### Supplied text

Home Cooking

Petit Fours Misadventures II, The Wrath of Canelé


More from Home Cooking

Home Cooking

Petit Fours Misadventures II, The Wrath of Canelé

souschef | | Aug 30, 2010 09:04 PM

The fearless Pilinut started a thread just over a month ago, on her trials and tribulations with baking canelés, the little cakes from Bordeaux that are so difficult to make. A number of people joined in the thread, till it grew to an unprecedented 400+ posts. She and I decided that we need a part two thread so that it loads faster, and to reduce scrolling, so this is it.

I like to think that in the discussion on the last thread we formed the crew of a virtual starship, where each person assumed a role based loosely on Star Trek, and appropriately, Part II is named after The Wrath of Khan.

Without meaning to sound corny, this virtual team's mission is to seek out new recipes and baking techiniques, and to boldly go where no Bordelais has gone before. Was that a groaner ?

Just so that newcomers know who's who, the team can be introduced as follows:

In terms of doers, there are 3 crew members on this team:

Pilinut, our fearless Captain, she who buys vanilla from Manila, her home world. She took the lead in starting the previous thread, baring her soul about successes and failures, but at all times in control of this difficult assignment. She has been a source of inspiration to us all. She has admitted to nightmares about this mission, but has surmounted them. We all look up to her, but are unsure if we would trust her with hot waxing our cars !

Trewq, the Borger Queen, First Officer. She has so far been the most successful on this mission, but at a cost, that of damaging her hands. She can easily be identified by the oven gloves she wears at all times. She is an itinerant, who has been known to troll the streets of Montreal in search of canelés and other delectables. If she confesses to a liking for chocolate the location of a superb shop will be revealed to her.

Souschef, Chief Engineer, who insists on measuring everything, to the amazement of some crew members, and perhaps the chagrin of others who lack measuring instruments.

Other crew members are the following:

Caroline1, Counsellor, who tries to keep us sane by doling out sage advice, and calling us to task when necessary.

Buttertart, visiting Vulcan dignitary, who is skeptical that the mission will be a success, and who is taking a wait-and-see approach before diving into the primeordial soup that is canelé-making. She does, however, provide a valuable service.

######
### Supplied material

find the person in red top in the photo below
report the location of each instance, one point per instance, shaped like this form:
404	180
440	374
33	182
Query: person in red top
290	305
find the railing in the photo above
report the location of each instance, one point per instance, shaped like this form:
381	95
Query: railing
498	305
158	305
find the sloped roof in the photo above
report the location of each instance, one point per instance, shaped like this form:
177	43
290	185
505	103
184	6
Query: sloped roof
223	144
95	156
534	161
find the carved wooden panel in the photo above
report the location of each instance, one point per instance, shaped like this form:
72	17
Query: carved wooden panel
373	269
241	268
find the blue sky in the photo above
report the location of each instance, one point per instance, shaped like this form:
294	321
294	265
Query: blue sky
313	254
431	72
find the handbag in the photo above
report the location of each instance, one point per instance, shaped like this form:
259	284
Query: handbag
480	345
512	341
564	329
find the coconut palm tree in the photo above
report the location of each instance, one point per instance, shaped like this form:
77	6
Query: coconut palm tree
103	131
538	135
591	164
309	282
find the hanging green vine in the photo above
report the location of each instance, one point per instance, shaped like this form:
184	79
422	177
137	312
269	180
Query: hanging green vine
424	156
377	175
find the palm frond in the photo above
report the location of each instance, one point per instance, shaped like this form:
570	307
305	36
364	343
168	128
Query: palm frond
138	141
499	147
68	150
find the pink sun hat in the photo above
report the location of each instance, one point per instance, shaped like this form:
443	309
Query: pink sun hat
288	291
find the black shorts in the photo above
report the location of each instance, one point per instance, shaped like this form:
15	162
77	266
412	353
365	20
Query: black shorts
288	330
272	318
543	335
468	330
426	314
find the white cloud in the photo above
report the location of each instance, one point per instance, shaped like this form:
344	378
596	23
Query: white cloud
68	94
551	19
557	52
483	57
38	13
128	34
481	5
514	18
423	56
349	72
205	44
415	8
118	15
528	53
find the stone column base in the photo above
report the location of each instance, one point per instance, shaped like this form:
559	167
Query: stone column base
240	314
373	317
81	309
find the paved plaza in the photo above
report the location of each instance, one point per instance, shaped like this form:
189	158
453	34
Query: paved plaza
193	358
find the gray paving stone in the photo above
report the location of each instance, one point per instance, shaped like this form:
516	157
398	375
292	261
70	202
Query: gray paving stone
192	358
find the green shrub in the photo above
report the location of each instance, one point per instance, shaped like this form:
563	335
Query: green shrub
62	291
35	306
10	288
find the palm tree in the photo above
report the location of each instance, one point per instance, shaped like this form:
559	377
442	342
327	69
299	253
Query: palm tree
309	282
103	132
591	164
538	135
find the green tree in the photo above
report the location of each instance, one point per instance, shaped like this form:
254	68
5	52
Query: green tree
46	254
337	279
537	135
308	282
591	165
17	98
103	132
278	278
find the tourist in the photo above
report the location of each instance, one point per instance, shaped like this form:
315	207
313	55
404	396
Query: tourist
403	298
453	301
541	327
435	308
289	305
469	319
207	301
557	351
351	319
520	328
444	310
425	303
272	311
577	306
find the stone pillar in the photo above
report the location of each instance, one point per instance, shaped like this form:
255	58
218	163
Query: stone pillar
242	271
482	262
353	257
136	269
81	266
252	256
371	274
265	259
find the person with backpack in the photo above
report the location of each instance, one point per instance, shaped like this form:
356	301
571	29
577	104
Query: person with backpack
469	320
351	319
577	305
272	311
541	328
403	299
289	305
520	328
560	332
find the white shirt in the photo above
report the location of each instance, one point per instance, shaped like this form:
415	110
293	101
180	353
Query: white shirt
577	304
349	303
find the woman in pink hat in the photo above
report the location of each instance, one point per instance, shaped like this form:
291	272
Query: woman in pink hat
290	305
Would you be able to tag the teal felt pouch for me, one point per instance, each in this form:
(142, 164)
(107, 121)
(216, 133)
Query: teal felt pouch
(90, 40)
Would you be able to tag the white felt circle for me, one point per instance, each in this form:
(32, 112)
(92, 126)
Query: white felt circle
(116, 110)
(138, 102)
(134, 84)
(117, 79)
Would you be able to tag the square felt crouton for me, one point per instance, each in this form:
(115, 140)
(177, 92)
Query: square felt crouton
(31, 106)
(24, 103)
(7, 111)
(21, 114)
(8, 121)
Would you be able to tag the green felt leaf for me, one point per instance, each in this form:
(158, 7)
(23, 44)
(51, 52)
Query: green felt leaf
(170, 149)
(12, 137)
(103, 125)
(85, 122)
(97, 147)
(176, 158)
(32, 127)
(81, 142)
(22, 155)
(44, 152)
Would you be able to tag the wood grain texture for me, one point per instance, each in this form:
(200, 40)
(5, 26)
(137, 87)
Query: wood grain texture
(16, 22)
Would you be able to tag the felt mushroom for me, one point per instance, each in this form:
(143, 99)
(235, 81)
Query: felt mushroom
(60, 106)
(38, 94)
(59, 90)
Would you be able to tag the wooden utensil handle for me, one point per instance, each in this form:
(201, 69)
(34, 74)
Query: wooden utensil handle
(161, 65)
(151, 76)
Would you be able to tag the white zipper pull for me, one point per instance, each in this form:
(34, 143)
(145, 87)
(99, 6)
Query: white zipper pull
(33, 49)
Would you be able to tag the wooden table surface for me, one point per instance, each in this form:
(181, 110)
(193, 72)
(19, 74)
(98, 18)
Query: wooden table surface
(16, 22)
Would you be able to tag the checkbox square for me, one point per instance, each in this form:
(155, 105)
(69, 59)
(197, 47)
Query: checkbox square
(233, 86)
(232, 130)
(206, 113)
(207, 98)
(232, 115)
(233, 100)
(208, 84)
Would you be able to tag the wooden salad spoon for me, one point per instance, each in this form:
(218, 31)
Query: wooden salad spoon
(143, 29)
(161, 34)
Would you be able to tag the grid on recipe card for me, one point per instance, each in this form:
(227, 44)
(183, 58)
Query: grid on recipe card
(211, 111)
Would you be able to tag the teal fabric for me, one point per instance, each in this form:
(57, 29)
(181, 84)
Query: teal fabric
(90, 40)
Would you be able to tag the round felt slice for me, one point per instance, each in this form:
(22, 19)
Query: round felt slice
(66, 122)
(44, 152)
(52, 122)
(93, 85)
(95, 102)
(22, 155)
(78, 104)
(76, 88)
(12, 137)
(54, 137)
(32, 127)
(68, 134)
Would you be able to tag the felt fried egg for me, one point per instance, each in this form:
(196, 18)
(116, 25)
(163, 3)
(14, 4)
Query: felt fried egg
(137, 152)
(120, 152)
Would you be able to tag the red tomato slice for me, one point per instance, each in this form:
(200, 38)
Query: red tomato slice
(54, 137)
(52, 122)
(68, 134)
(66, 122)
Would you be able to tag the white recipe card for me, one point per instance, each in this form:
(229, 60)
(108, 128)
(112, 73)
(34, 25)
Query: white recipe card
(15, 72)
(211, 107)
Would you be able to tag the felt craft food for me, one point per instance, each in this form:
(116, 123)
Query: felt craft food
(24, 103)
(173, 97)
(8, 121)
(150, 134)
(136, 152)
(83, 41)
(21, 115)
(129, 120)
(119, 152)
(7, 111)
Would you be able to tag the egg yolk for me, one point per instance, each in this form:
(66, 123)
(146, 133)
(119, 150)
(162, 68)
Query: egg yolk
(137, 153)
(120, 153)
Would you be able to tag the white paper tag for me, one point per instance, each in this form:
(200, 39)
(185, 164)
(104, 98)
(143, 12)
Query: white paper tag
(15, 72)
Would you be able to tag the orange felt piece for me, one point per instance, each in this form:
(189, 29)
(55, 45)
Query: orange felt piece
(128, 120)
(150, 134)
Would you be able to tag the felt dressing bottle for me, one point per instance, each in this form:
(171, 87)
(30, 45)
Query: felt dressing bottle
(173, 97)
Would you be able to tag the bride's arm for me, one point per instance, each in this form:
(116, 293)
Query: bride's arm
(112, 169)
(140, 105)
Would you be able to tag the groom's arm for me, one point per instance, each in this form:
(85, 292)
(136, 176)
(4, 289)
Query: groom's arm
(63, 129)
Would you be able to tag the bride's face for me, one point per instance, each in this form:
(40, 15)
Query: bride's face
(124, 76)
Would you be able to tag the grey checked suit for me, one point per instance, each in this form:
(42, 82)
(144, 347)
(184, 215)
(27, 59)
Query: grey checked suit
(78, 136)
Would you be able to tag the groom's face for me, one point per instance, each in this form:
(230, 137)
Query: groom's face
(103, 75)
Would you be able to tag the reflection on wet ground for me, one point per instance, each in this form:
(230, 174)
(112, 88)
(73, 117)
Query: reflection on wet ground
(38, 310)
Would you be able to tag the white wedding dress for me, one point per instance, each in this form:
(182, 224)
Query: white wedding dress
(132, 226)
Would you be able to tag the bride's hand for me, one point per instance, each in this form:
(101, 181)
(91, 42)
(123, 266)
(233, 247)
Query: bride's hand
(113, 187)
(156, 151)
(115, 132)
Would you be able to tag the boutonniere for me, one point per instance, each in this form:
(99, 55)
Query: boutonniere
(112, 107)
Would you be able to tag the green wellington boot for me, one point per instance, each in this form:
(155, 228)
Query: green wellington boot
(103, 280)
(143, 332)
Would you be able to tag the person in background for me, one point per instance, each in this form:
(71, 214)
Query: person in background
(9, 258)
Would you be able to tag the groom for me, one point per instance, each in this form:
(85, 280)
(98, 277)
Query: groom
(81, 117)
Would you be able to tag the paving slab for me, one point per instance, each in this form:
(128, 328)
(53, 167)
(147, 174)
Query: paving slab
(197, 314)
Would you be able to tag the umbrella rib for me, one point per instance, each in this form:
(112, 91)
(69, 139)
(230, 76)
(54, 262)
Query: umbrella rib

######

_Stated goal:_
Repeat the canelé post word for word from "Caroline1, Counsellor, who" up to and including "a valuable service.". The listing comes from an unrelated source.

_Result below:_
Caroline1, Counsellor, who tries to keep us sane by doling out sage advice, and calling us to task when necessary.

Buttertart, visiting Vulcan dignitary, who is skeptical that the mission will be a success, and who is taking a wait-and-see approach before diving into the primeordial soup that is canelé-making. She does, however, provide a valuable service.